START

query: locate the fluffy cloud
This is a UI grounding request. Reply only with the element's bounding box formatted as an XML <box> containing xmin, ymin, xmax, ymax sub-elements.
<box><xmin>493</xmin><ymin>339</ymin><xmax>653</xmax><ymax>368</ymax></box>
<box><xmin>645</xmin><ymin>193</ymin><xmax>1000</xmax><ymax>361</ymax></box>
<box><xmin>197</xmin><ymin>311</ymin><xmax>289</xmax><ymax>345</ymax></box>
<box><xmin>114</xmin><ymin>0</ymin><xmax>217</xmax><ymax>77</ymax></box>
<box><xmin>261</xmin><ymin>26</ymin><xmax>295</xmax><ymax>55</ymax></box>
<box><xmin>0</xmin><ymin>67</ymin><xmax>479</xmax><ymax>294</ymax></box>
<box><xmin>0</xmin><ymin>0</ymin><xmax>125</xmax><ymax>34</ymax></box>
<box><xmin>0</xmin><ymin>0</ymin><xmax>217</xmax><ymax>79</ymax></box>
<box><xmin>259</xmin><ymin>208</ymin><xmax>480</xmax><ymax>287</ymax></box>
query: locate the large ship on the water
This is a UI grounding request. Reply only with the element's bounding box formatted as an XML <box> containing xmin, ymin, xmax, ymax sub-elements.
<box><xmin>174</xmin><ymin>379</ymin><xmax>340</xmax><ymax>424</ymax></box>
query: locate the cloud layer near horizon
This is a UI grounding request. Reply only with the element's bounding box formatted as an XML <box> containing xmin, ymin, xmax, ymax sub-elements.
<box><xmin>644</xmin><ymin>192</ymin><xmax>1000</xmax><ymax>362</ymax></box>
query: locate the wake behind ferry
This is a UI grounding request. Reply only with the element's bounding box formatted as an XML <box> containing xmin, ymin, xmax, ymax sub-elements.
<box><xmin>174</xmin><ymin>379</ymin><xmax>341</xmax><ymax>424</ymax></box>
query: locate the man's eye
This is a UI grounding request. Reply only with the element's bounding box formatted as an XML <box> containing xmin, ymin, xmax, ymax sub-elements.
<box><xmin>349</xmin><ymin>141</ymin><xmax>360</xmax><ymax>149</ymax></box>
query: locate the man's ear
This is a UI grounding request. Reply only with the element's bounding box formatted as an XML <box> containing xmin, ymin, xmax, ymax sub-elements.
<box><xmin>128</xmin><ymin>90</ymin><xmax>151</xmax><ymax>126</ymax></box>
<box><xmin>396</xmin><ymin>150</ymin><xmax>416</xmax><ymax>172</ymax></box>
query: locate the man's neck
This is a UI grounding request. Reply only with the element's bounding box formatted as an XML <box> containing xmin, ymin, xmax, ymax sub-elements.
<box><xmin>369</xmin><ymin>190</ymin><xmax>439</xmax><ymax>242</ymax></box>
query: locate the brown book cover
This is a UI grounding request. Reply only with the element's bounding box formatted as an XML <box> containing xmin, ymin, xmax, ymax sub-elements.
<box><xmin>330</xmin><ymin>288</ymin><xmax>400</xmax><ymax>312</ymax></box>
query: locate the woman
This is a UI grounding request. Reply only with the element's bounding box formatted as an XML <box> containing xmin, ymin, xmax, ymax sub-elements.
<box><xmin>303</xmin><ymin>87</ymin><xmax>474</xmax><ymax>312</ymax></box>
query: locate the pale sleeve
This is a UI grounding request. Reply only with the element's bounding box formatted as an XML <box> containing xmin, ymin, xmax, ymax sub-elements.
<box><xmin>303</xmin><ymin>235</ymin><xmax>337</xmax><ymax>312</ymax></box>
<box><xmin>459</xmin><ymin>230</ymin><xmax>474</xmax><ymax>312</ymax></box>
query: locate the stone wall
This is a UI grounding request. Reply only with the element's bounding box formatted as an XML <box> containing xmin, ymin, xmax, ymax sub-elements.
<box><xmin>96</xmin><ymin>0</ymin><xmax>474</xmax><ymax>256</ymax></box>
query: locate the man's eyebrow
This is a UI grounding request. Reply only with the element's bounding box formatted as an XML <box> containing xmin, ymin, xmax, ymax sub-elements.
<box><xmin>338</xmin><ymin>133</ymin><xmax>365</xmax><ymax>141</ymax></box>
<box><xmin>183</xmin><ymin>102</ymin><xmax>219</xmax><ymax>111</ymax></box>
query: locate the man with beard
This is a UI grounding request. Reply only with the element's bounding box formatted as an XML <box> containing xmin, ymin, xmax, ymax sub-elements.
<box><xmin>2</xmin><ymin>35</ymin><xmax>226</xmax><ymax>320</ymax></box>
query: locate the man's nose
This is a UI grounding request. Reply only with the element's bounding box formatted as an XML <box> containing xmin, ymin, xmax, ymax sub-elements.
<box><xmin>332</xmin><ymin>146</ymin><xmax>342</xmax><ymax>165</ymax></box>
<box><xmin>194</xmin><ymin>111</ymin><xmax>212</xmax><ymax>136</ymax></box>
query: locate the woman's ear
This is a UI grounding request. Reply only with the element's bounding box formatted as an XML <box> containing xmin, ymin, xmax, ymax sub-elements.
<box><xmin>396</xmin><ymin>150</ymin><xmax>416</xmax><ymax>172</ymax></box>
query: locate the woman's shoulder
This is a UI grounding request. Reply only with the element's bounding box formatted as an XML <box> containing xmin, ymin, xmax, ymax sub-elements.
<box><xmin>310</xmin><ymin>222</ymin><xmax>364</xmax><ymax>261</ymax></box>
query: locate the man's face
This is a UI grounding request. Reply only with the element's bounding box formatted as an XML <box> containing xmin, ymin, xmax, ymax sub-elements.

END

EXERCISE DETAILS -> Please repeat the rows from the line with "query: locate the woman's ear" through the end of the rows, swapping "woman's" for "lady's" and leaving everything else unchanged.

RESPONSE TO THE EXERCISE ->
query: locate the lady's ear
This is a UI grounding request. Reply only with the element's bounding box formatted as an XML <box> containing xmin, ymin, xmax, ymax sub-elements.
<box><xmin>396</xmin><ymin>150</ymin><xmax>416</xmax><ymax>172</ymax></box>
query: locate the lady's shoulder
This is a UI grounding request. Reply only with the element's bounding box formatted as an XML <box> containing xmin, ymin, xmax, ymax sub-elements.
<box><xmin>310</xmin><ymin>222</ymin><xmax>364</xmax><ymax>261</ymax></box>
query: locate the man's face
This is a UI grounding request. Reply only with the element's bounding box formatted as an XML <box> containing xmin, ymin, xmax, ymax sub-elements.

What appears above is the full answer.